-- TASK INSTRUCTIONS --
Rewrite the records with every "instance" swapped for "occurrence", leaving all else as it stands.

++++ DATASET RECORDS ++++

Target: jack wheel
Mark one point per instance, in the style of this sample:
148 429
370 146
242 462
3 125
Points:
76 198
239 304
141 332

++++

-- TASK RESULT --
Target: jack wheel
Mark one point per occurrence, in the style of this sample:
148 429
370 146
242 462
3 125
Points:
76 198
239 304
141 332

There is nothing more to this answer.